(Excerpted passage)

Does NAADP activate TPCs directly?

There is growing evidence to support the idea that TPCs play a central role in mediating NAADP responses, but does NAADP bind directly to TPCs? Recombinant TPC2 proteins incorporated into artificial bilayers are consistently modulated by the addition of NAADP to the cytosolic face of the channel (Pitt et al. 2010), but conventional whole cell/excised patch recordings of TPCs from whole lysosomes show disparate results. Wang and co‐workers report a complete lack of sensitivity to NAADP (Wang et al. 2012) whereas other studies using an identical approach show robust TPC‐mediated currents in response to NAADP (Brailoiu et al. 2010; Schieder et al. 2010; Jha et al. 2014; Ruas et al. 2015). When recording, from plasma membrane patches, from TPC2 channels redirected to the plasma membrane there appears to be a loss of TPC function in approximately 45% of experiments (Jha et al. 2014). It is puzzling that these inconsistencies exist, but can we explain these irregularities by the presence or lack of an NAADP‐binding protein located within the TPC complex?

(End Excerpted passage)
(Information)

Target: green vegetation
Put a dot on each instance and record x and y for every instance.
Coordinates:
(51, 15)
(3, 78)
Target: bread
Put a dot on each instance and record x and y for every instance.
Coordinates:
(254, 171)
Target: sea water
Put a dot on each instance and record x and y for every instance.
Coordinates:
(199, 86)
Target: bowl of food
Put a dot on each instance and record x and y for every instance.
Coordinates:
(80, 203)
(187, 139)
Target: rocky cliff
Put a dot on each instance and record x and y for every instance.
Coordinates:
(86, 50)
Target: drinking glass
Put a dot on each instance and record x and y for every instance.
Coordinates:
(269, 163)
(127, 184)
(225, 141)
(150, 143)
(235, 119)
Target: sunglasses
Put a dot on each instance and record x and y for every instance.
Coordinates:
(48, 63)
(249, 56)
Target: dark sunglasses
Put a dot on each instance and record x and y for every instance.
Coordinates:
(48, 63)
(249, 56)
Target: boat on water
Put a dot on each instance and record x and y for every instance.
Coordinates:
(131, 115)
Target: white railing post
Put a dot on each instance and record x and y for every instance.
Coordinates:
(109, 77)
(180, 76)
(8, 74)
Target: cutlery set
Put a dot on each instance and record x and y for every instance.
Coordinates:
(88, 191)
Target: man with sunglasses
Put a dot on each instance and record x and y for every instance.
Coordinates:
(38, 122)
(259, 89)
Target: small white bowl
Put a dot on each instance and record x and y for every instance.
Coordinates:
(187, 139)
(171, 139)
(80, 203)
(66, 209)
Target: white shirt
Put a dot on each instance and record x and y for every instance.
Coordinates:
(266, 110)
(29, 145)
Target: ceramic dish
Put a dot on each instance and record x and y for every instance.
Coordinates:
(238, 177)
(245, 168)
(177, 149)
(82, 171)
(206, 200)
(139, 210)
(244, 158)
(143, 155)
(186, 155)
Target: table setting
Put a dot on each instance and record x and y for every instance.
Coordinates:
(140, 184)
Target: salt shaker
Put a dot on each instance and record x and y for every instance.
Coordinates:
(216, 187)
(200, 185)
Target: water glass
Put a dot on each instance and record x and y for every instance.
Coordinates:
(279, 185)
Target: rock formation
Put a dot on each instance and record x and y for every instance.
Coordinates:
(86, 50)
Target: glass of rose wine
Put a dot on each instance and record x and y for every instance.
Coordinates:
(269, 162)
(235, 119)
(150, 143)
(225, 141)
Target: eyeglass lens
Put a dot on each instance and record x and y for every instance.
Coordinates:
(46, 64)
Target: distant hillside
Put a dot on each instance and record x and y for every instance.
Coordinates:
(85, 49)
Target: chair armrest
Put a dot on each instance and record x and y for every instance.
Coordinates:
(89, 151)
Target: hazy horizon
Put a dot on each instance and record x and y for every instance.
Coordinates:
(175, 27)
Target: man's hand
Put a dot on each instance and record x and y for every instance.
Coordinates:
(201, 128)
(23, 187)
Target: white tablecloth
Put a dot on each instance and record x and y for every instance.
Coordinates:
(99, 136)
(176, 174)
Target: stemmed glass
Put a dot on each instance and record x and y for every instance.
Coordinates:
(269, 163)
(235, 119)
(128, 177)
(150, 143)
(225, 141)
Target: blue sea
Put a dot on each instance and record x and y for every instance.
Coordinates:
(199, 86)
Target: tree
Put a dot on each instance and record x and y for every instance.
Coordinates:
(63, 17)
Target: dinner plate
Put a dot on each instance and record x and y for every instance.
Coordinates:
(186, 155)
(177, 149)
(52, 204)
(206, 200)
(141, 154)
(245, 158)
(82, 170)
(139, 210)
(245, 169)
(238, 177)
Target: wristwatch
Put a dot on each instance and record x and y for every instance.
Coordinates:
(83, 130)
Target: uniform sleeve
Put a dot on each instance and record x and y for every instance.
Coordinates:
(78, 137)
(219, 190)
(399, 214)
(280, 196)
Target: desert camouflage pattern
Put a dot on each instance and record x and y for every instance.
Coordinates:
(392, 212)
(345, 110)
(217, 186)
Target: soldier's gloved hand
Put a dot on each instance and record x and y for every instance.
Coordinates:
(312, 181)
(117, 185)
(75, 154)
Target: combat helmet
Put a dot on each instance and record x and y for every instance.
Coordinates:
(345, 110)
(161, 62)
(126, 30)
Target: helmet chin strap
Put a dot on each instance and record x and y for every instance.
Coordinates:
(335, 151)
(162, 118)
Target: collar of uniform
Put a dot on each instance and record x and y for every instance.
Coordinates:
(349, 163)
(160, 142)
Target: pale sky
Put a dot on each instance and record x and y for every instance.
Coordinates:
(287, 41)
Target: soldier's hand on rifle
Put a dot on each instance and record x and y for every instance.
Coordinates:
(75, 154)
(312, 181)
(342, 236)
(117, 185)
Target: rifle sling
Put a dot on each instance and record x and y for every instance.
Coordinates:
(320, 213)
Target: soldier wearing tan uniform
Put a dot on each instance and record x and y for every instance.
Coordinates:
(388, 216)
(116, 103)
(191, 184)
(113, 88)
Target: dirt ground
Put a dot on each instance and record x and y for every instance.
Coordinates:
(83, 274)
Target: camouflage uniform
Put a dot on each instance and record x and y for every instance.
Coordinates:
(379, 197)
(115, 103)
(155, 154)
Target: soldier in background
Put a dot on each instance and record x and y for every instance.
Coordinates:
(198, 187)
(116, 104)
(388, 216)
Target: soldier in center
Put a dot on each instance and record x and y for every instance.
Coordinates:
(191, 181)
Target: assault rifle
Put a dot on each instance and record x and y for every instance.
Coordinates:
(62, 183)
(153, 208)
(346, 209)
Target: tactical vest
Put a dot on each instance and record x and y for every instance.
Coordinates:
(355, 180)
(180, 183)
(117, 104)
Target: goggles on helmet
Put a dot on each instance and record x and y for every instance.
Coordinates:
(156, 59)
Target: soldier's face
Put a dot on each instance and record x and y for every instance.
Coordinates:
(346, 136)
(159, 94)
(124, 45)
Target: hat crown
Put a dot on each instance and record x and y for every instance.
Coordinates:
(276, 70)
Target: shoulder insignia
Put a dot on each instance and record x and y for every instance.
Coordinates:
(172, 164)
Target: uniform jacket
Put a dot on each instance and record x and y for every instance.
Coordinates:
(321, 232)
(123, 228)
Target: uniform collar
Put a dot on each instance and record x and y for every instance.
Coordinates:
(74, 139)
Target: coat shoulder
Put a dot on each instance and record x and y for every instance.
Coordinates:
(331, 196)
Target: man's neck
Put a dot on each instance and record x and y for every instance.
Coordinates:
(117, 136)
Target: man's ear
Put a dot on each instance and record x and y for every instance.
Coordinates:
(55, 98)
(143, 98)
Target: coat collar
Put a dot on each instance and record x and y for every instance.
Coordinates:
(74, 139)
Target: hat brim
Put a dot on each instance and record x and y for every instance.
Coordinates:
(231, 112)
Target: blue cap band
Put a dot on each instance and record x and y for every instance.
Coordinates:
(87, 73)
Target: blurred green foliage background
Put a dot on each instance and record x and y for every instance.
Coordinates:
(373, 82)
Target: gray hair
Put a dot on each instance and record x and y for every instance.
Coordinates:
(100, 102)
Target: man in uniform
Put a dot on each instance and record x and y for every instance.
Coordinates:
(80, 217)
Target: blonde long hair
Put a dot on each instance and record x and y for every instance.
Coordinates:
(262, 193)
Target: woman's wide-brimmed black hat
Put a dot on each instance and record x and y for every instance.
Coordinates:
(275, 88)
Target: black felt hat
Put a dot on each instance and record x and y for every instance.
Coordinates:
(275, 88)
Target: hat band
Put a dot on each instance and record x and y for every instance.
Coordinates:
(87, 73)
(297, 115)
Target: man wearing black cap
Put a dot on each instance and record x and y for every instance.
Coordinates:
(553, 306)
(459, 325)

(End Information)
(Information)

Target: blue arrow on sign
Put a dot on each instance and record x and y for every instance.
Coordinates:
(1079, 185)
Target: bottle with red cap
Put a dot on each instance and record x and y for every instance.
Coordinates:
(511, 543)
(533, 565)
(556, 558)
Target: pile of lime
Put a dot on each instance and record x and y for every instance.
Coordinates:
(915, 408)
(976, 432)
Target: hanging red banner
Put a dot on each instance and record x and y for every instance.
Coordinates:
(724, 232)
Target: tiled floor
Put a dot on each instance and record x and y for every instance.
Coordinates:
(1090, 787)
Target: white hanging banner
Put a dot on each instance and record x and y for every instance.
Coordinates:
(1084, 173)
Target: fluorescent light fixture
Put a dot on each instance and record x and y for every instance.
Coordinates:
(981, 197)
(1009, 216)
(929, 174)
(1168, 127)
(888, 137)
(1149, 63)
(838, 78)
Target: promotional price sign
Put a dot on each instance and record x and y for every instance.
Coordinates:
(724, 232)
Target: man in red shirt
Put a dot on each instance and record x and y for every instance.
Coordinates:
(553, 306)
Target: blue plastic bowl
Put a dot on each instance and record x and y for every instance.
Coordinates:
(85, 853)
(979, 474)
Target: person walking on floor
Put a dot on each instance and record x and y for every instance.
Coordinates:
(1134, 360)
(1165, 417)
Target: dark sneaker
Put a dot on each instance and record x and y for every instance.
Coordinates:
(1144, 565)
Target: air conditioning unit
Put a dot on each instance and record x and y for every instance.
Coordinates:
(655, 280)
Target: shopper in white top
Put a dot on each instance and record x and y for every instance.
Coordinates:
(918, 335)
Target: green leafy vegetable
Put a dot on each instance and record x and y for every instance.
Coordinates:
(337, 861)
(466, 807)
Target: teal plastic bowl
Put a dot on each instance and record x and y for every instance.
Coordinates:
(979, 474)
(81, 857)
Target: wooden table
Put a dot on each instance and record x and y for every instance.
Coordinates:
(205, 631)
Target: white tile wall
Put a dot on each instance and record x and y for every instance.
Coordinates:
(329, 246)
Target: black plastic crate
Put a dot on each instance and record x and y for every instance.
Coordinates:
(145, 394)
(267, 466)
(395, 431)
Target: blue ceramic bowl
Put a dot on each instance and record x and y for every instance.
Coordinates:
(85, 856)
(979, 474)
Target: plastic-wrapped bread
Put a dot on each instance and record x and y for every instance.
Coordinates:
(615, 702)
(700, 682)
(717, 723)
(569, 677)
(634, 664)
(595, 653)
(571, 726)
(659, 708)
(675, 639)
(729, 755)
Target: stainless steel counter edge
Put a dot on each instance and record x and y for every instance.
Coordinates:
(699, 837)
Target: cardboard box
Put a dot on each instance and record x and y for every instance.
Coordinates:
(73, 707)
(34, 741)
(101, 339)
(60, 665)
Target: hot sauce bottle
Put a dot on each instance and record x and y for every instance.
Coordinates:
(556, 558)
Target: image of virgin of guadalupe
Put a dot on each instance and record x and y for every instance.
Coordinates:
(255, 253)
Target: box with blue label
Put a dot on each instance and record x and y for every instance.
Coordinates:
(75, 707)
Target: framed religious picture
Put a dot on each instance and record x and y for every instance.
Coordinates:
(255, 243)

(End Information)

> [Questions]
A. For each statement, say whether the passage on NAADP and TPCs above agrees with it, answering yes or no and quoting the words from the passage that decide it. (i) Recombinant TPC2 proteins placed in artificial bilayers respond consistently when NAADP is added. (ii) Wang and co-workers observed robust TPC-mediated currents in response to NAADP. (iii) Recordings from TPC2 channels redirected to the plasma membrane show a loss of TPC function in roughly 45% of experiments.
B. According to the passage on NAADP and TPCs above, to which face of the channel was NAADP added in the artificial bilayer experiments?

> [Answers to the exercise]
A.
(i) Yes: "Recombinant TPC2 proteins incorporated into artificial bilayers are consistently modulated by the addition of NAADP to the cytosolic face of the channel"
(ii) No: "Wang and co‐workers report a complete lack of sensitivity to NAADP"
(iii) Yes: "there appears to be a loss of TPC function in approximately 45% of experiments"

B. NAADP was added to the cytosolic face of the channel.